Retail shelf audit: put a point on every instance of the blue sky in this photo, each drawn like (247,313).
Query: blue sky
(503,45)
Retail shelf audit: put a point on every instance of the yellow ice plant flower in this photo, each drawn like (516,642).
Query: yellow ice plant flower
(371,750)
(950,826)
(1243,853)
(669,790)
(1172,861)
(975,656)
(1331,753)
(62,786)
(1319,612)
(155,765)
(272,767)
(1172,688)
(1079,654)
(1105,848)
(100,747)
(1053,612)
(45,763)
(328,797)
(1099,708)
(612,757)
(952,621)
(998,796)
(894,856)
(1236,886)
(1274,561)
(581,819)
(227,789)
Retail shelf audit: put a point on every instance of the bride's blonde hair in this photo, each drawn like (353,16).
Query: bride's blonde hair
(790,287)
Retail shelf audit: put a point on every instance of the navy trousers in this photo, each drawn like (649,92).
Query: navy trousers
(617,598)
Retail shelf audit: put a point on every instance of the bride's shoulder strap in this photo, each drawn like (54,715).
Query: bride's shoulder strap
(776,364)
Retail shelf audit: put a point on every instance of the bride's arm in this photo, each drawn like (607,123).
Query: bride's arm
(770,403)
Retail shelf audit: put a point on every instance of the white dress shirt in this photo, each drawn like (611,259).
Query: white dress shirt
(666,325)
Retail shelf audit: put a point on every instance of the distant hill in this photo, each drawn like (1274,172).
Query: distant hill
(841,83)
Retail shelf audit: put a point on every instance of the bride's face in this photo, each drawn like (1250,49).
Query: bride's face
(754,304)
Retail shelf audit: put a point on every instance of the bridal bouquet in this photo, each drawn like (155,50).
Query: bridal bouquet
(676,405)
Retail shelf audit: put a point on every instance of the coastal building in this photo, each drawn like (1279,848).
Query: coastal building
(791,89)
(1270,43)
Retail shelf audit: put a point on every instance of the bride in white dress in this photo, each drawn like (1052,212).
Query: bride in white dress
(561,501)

==*==

• **Set exercise**: Convert every line of the records above into a Markdown table with the columns Row and Entry. Number the rows consecutively and skip any blank lines.

• **Solution**:
| Row | Entry |
|---|---|
| 1 | Retail shelf audit: put a point on every instance of the blue sky in this photo, each drawn like (247,313). |
| 2 | Query: blue sky |
| 3 | (503,45) |
| 4 | Retail shelf audit: put a point on every instance of the yellow ice plant flower in this photo, each drawn like (516,642). |
| 5 | Query: yellow ice plant flower |
| 6 | (371,750) |
| 7 | (950,826) |
| 8 | (1243,853) |
| 9 | (669,790) |
| 10 | (1172,861) |
| 11 | (975,656) |
| 12 | (1331,753) |
| 13 | (62,786) |
| 14 | (1319,612) |
| 15 | (155,765) |
| 16 | (272,767) |
| 17 | (1172,688) |
| 18 | (1079,654) |
| 19 | (1105,848) |
| 20 | (100,747) |
| 21 | (1053,612) |
| 22 | (45,763) |
| 23 | (328,797) |
| 24 | (1099,708) |
| 25 | (612,757) |
| 26 | (952,621) |
| 27 | (998,796) |
| 28 | (894,856) |
| 29 | (1236,886) |
| 30 | (1274,561) |
| 31 | (581,819) |
| 32 | (227,789) |
| 33 | Retail shelf audit: put a point on every instance of the bride's blonde hair in this photo, each drawn like (353,16). |
| 34 | Query: bride's blonde hair |
| 35 | (790,287) |
| 36 | Retail shelf audit: put a point on every instance of the navy trousers in this photo, each drawn like (649,92). |
| 37 | Query: navy trousers |
| 38 | (617,598) |
| 39 | Retail shelf audit: put a point on every instance of the bride's shoulder strap in this photo, each drawn like (54,715). |
| 40 | Query: bride's shoulder strap |
| 41 | (776,364) |
| 42 | Retail shelf audit: put a point on every instance of the bride's arm in this photo, each drawn like (607,123). |
| 43 | Query: bride's arm |
| 44 | (770,403) |
| 45 | Retail shelf audit: put a point on every instance of the white dress shirt in this photo, each drawn like (611,259). |
| 46 | Query: white dress shirt |
| 47 | (666,325) |
| 48 | Retail shelf audit: put a point on every instance of the distant hill in this photo, each drawn like (1274,172). |
| 49 | Query: distant hill |
| 50 | (841,83) |
| 51 | Retail shelf audit: put a point on every instance of the bride's face in this photo, each drawn like (1250,49). |
| 52 | Query: bride's face |
| 53 | (754,304) |
| 54 | Retail shelf audit: put a point on every instance of the bridal bouquet in this photo, each drawn like (155,50). |
| 55 | Query: bridal bouquet |
| 56 | (676,405) |
| 57 | Retail shelf audit: put a point on every instance of the coastal building in this photo, each drawn like (1279,848). |
| 58 | Query: coastal building |
| 59 | (791,89) |
| 60 | (1270,43) |
| 61 | Retail shelf audit: put a point on every instance of the bride in white dress in this photo, each drawn like (1052,212). |
| 62 | Query: bride in white dress |
| 63 | (561,501) |